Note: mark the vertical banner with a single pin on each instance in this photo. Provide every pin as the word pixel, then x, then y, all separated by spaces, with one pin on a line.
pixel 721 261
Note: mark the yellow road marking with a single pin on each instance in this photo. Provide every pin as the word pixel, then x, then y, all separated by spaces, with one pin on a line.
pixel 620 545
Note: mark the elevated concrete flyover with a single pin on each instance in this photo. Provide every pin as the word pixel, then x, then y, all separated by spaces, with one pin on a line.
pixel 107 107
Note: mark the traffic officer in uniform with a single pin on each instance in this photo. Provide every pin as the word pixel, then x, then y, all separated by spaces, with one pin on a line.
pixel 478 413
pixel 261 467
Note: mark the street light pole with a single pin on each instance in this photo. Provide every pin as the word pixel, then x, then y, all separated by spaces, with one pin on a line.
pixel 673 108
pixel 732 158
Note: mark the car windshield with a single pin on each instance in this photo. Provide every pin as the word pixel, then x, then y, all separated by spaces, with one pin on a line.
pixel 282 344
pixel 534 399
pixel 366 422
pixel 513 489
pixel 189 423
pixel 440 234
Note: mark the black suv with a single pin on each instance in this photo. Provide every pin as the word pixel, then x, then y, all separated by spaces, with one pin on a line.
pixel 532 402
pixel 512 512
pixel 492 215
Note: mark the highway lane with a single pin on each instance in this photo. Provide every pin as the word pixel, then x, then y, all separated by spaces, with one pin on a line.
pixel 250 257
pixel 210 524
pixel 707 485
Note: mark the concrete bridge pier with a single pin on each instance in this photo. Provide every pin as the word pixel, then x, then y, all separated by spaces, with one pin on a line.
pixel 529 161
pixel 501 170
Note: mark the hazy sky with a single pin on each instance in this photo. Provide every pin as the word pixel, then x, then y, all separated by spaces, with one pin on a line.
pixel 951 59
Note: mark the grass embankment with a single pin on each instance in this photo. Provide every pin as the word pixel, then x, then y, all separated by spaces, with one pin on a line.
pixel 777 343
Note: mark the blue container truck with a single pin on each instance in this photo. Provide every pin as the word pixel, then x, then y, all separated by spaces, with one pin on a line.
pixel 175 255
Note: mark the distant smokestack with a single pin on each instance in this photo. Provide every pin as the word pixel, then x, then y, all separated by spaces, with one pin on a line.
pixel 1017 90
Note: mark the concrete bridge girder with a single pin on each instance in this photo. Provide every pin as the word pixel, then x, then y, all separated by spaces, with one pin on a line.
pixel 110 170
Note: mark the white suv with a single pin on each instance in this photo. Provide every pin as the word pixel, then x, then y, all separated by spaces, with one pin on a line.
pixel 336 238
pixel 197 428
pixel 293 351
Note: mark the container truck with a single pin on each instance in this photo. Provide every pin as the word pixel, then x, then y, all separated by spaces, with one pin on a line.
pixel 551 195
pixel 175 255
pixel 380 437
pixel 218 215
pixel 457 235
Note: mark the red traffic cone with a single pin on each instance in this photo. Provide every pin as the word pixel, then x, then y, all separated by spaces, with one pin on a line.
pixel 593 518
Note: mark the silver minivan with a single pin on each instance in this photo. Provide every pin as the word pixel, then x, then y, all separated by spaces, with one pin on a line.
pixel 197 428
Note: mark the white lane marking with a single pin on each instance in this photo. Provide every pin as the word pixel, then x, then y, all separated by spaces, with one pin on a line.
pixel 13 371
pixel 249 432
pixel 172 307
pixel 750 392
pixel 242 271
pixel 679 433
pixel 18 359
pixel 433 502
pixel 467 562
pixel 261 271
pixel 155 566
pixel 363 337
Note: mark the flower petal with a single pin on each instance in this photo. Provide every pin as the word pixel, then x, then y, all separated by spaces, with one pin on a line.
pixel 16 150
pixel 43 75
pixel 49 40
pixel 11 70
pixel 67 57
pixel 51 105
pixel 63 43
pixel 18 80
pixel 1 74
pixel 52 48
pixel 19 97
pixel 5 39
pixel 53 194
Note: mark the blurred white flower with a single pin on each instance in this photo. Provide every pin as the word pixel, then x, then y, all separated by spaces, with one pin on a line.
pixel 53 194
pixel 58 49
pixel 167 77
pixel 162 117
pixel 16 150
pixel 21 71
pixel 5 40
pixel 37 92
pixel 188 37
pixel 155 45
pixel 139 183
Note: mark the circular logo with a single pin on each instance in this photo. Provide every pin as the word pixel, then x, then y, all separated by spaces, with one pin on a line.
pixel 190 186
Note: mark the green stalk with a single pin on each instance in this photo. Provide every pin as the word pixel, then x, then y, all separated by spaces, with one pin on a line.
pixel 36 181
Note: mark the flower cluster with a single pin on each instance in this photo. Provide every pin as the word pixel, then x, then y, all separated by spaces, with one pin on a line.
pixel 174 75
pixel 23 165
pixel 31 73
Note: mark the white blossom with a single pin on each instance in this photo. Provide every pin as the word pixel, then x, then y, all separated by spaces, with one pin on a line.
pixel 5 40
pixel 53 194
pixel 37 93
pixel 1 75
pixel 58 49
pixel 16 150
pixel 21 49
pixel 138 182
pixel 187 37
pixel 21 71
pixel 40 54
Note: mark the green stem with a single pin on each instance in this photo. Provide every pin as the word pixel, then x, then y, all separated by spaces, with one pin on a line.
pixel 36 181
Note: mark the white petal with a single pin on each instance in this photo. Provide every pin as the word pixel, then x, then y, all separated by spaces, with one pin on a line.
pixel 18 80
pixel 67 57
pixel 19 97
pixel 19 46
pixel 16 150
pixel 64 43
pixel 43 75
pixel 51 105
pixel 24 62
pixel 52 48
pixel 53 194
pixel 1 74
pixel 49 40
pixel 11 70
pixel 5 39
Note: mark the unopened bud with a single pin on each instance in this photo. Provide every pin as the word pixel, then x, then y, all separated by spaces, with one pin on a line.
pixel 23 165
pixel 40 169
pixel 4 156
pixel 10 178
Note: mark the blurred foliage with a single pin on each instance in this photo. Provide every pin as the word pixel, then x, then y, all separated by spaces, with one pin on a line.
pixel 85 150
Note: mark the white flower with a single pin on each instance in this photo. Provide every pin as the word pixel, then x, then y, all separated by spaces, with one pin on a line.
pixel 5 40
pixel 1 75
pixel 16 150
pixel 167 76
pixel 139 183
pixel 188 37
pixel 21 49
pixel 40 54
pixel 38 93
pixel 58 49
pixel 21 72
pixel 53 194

# # # # # # #

## AIM OF THE EXERCISE:
The listing above should be transcribed in full, exactly as written.

## ANSWER TO THIS EXERCISE:
Note: mark the vertical banner with a single pin on each instance in this photo. Provide every pin as the word pixel, then x, then y, all separated by spaces, with one pin on a line.
pixel 721 261
Note: mark the yellow road marking with a single pin on each instance in this photo. Provide every pin as the word pixel, then x, then y, all separated by spaces, with one pin on a line.
pixel 620 545
Note: mark the elevated concrete flyover with a single pin on each instance in this photo. Provide every pin as the word pixel, then x, then y, all separated by spaces, with one pin on a line.
pixel 107 107
Note: mark the traffic officer in uniform with a single pin on each instance in this photo. Provide every pin as the word pixel, then x, then y, all separated by spaces, with one pin on a line.
pixel 478 413
pixel 261 467
Note: mark the street light pole with a single pin on each instance in this photo. Provide every pin as the word pixel, then x, then y, all separated by spaces, with one pin on a line.
pixel 673 108
pixel 732 158
Note: mark the car windshield with a single pin on each instance in this photo. Provide every pin as the word pixel, then x, then y, all separated by spaces, with one pin on a line.
pixel 282 344
pixel 534 399
pixel 366 422
pixel 513 489
pixel 189 423
pixel 440 234
Note: mark the black suv with a single pin on each instance in this photo. Provide every pin as the word pixel, then x, then y, all separated by spaces, with one pin on a line.
pixel 532 402
pixel 512 512
pixel 492 215
Note: mark the highway lane with a single pin on each instance in this photo. Provide every pin as the word pixel, then x, then y, all separated by spaces, with one pin on a line.
pixel 250 257
pixel 210 524
pixel 707 485
Note: mark the concrete bridge pier with a single pin on each instance in this photo. Provide every pin as the word pixel, then x, then y, all separated by spaces, with one pin on a line.
pixel 529 161
pixel 501 170
Note: mark the hazy sky with a single pin on each instance in this photo. Provide every pin as the word pixel, then x, then y, all separated by spaces, with one pin on a line.
pixel 951 59
Note: mark the grass embankment with a single pin on each instance in this photo. Provide every pin as the word pixel, then x, then y, all separated by spaces, with one pin on a line.
pixel 777 343
Note: mark the blue container truck with a single pin on each instance in this photo. Provide every pin as the word pixel, then x, then y, all separated by spaces, with one pin on a line.
pixel 175 255
Note: mark the distant smokestack with a single pin on each instance in this photo. Provide every pin as the word pixel, then x, then y, all separated by spaces, with one pin on a line.
pixel 1017 90
Note: mark the concrete bridge girder with a single pin on each instance in this photo. Provide every pin as the word pixel, then x, then y, all separated by spaces, with one pin on a line.
pixel 110 170
Note: mark the white suv with a single pin on each instance in this photo. Provide every pin as the word pixel, then x, then y, all separated by spaces, with one pin on a line.
pixel 336 238
pixel 197 428
pixel 293 351
Note: mark the container truck with a single pin on each instance in this photo. Provide every pin as the word pixel, then x, then y, all separated by spaces, with one pin on a line.
pixel 551 195
pixel 175 255
pixel 380 437
pixel 218 215
pixel 457 235
Note: mark the red traffic cone with a single pin on each instance in this photo. Provide every pin as the word pixel, then x, then y, all separated by spaces, with one pin on a line.
pixel 593 518
Note: mark the silver minivan with a single pin on each instance in this photo. Provide every pin as the word pixel, then x, then y, all separated by spaces, with one pin on a line.
pixel 197 428
Note: mark the white lane marking with a single pin on each instance in this photo. Provide every pin as the word pixel, then x, then y, all separated by spaces, with one pin on a line.
pixel 13 371
pixel 249 432
pixel 172 307
pixel 750 392
pixel 242 271
pixel 679 433
pixel 18 359
pixel 433 502
pixel 467 562
pixel 261 271
pixel 155 566
pixel 363 337
Note: mark the flower petal with a single pin on each instance in this photo. Provide every pin as the word pixel, then x, then y, all separated by spaces, with one pin on a line.
pixel 16 150
pixel 43 75
pixel 49 40
pixel 11 70
pixel 67 57
pixel 51 105
pixel 63 43
pixel 18 80
pixel 1 74
pixel 52 48
pixel 19 97
pixel 5 39
pixel 53 194
Note: mark the blurred white flower with a single pin on each instance in this photo. Provide every pin as the word pixel, then x, then y, all separated by spaces, with one pin on a line.
pixel 53 194
pixel 58 49
pixel 167 77
pixel 162 117
pixel 16 150
pixel 21 71
pixel 5 40
pixel 37 92
pixel 188 37
pixel 155 45
pixel 139 183
Note: mark the circular logo with a single pin on each instance in this photo. Provide every pin as the word pixel, then x, then y, all separated by spaces, with one pin on a line.
pixel 190 186
Note: mark the green stalk with a single pin on each instance in this photo. Provide every pin as the word pixel, then x, then y, all separated by spaces, with one pin on a line.
pixel 36 181
Note: mark the flower cluster with a single pin on each instance in this photo. Provide every pin as the word pixel, then x, then y, all separated by spaces, with one pin on a line.
pixel 174 75
pixel 23 165
pixel 31 73
Note: mark the white blossom with a single pin on each instance in this photo. Provide every pin as the word pixel, then x, then y, all separated by spaces, with one pin on a line.
pixel 5 40
pixel 53 194
pixel 37 93
pixel 1 75
pixel 58 49
pixel 16 150
pixel 21 49
pixel 138 182
pixel 187 37
pixel 21 71
pixel 40 54
Note: mark the green stem with a single pin on each instance in this photo. Provide every pin as the word pixel, then x, then y, all separated by spaces, with one pin on a line.
pixel 36 181
Note: mark the white petal with a single pin on each instance in this photo. Provide every pin as the word pixel, then x, then y, all separated by spaces, with one pin on a line.
pixel 18 80
pixel 67 57
pixel 19 97
pixel 19 46
pixel 16 150
pixel 64 43
pixel 43 75
pixel 51 105
pixel 24 62
pixel 52 48
pixel 53 194
pixel 1 74
pixel 49 40
pixel 11 70
pixel 5 39
Note: mark the unopened bud with a single pin on each instance in this photo. Provide every pin as the word pixel, then x, then y, all separated by spaces, with one pin on a line.
pixel 23 165
pixel 40 169
pixel 4 156
pixel 10 178
Note: mark the blurred foliage with a single pin on each instance in this photo. Provide every pin as the word pixel, then x, then y, all separated by spaces, with one pin on a line.
pixel 85 150
Note: mark the white flower with a single pin on each instance in this photo. Provide every pin as the word pixel, then x, then y, all separated by spaces, with one pin on a line.
pixel 5 40
pixel 1 75
pixel 16 150
pixel 167 76
pixel 139 183
pixel 188 37
pixel 21 49
pixel 40 54
pixel 38 93
pixel 58 49
pixel 21 72
pixel 53 194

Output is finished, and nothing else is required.